Top of Source text

Taking our ZF protein targeting sequence 5’-GAAGGGGGGGTA-3' as an example, we
(1) input it into the software, which will output several ZFs with different scores.
(2) select the ZF with the highest score, which is the ZF with the predicted best targeting specificity of 3-bp for each recognition site.
(3) incorporate them into the ZF protein to give a complete ZF protein sequence.
The analysis results of the ZF protein used in our project:
Finger | Triplet | Helix |
---|---|---|
1 | GTA | QSSSLVR |
2 | GGG | RSDKLVR |
3 | GGG | RSDKLVR |
4 | GAA | QSSNLVR |
The amino acid sequence of the most suitable ZF protein is:
LEPGEKPYKCPECGKSFSQSSSLVRHQRTHTGEKPYKCPECGKSFSRSDKLVRHQRTHTGEKPYKCPECGKSFSRSDKLVRHQRTHTGEKPYKCPECGKSFSQSSNLVRHQRTHTGKKTS
Result
We have chosen three well-known SARS-CoV-2 variants: B.1.1.7 (α), B.1.351 (β), and B.1.617.2 (δ). We analyzed the reverse transcripts (double-stranded DNA) of novel coronavirus's genome and designed ZF proteins specifically targeting different mutants according to the mutation sites on its S gene. The results are shown as follows:
Original SARS-CoV-2
Target site:5' CAG GAT GTT AAC 3'
Predicted zinc fingers:
Finger | Triplet | Helix |
---|---|---|
1 | AAC | DSGNLRV |
2 | GGT | TSGSLVR |
3 | GAT | TSGNLVR |
4 | CAG | RADNLTE |
The amino acid sequence of the ZF protein is:
LEPGEKPYKCPECGKSFSDSGNLRVHQRTHTGEKPYKCPECGKSFSTSGSLVRHQRTHTGEKPYKCPECGKSFSTSGNLVRHQRTHTGEKPYKCPECGKSFSRADNLTEHQRTHTGKKTS
B.1.1.7
Target site:5' GTA GTA CAC CTT 3'
Predicted zinc fingers:
Finger | Triplet | Helix |
---|---|---|
1 | CTT | TTGALTE |
2 | CAC | SKKALTE |
3 | GTA | QSSSLVR |
4 | GTA | QSSSLVR |
The amino acid sequence of the ZF protein is:
LEPGEKPYKCPECGKSFSTTGALTEHQRTHTGEKPYKCPECGKSFSSKKALTEHQRTHTGEKPYKCPECGKSFSQSSSLVRHQRTHTGEKPYKCPECGKSFSQSSSLVRHQRTHTGKKTS
B.1.351
Target site:5' GGT AGC AAA CCT 3'
Predicted zinc fingers:
Finger | Triplet | Helix |
---|---|---|
1 | CTT | TKNSLTE |
2 | AAA | QRANLRA |
3 | AGC | ERSHLRE |
4 | GGT | TSGHLVR |
The amino acid sequence of the ZF protein is:
LEPGEKPYKCPECGKSFSTKNSLTEHQRTHTGEKPYKCPECGKSFSQRANLRAHQRTHTGEKPYKCPECGKSFSERSHLREHQRTHTGEKPYKCPECGKSFSTSGHLVRHQRTHTGKKTS
B.1.617.2
Target site:5' GGT GTT AAA GGT 3'
Predicted zinc fingers:
Finger | Triplet | Helix |
---|---|---|
1 | CTT | TKNSLTE |
2 | AAA | QRANLRA |
3 | AGC | ERSHLRE |
4 | GGT | TSGHLVR |
The amino acid sequence of the ZF protein is:
LEPGEKPYKCPECGKSFSTTGALTEHQRTHTGEKPYKCPECGKSFSSKKALTEHQRTHTGEKPYKCPECGKSFSQSSSLVRHQRTHTGEKPYKCPECGKSFSQSSSLVRHQRTHTGKKTS
Summary
In general, the design of this part is still designated to highlight the advantages of our project. If we want to improve our ability to promptly respond to the pandemic of the current SARS-CoV-2 or other pathogens, the developability of the detection methods is essential. Through such software, we can easily and quickly change the ZF protein sequence in the detection system to target suddenly emerged novel coronavirus strains. We can also quickly identify new novel coronavirus strains prevalent in a specific area and complete the mastery of COVID-19 epidemic information in a short time.

Bottom of Source text

Decide whether each statement agrees with the text above on zinc finger protein design: (a) the three variants chosen are B.1.1.7, B.1.351, and B.1.617.2; (b) in step (2), the ZF with the lowest score is selected; (c) the ZF proteins were designed according to mutation sites on the S gene. Answer yes or no for each and quote the words of the text that settle it.

Top of Dataset

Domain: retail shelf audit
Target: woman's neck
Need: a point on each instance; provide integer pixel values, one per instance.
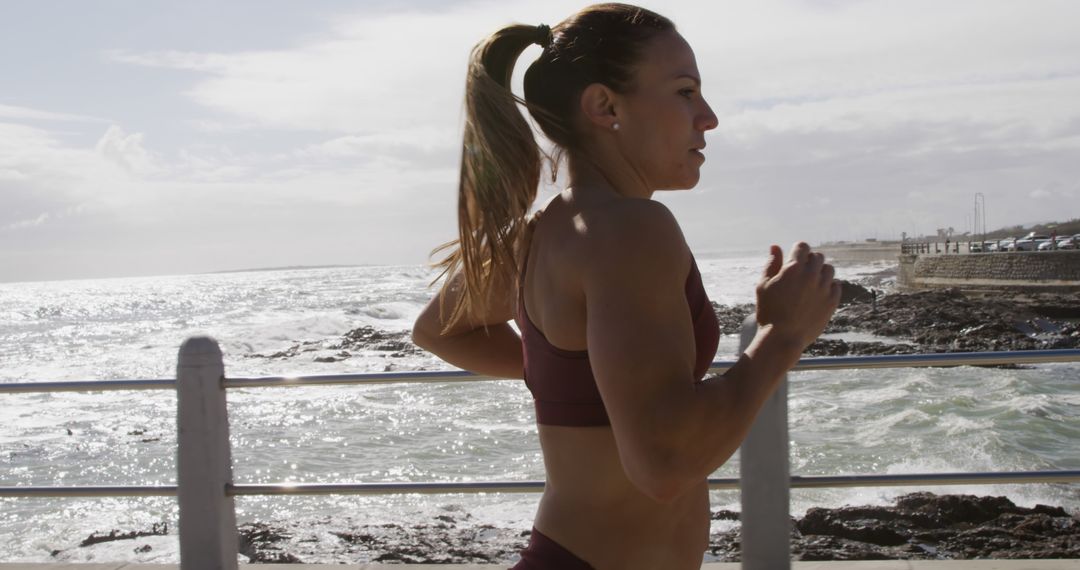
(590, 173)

Bottom of Dataset
Top of Dataset

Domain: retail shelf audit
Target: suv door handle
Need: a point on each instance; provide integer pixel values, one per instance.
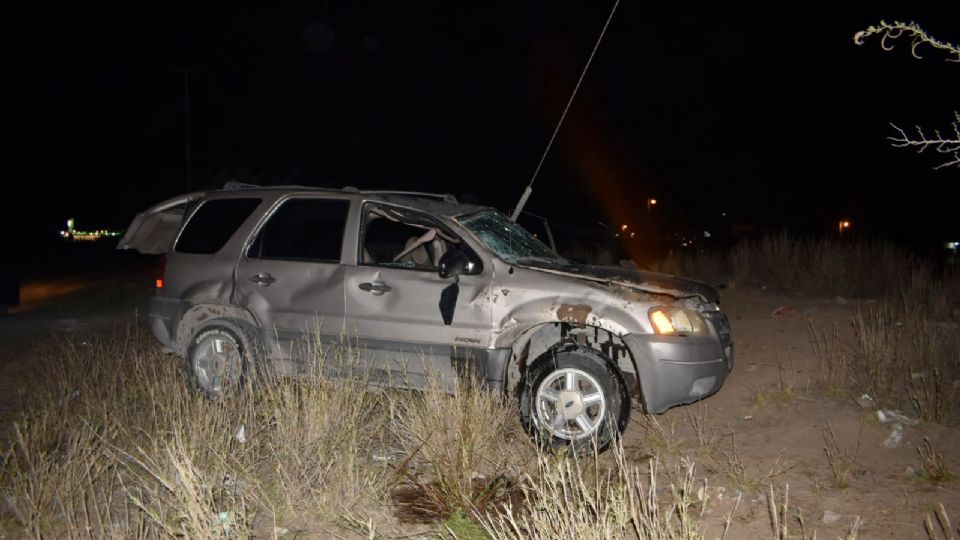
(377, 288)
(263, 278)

Bottom of Dataset
Top of Dataset

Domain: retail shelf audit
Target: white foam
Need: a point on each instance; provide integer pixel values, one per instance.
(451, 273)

Bottom of Dataset

• _Task answer_:
(a) Yes: "We have chosen three well-known SARS-CoV-2 variants: B.1.1.7 (α), B.1.351 (β), and B.1.617.2 (δ)."
(b) No: "select the ZF with the highest score"
(c) Yes: "designed ZF proteins specifically targeting different mutants according to the mutation sites on its S gene"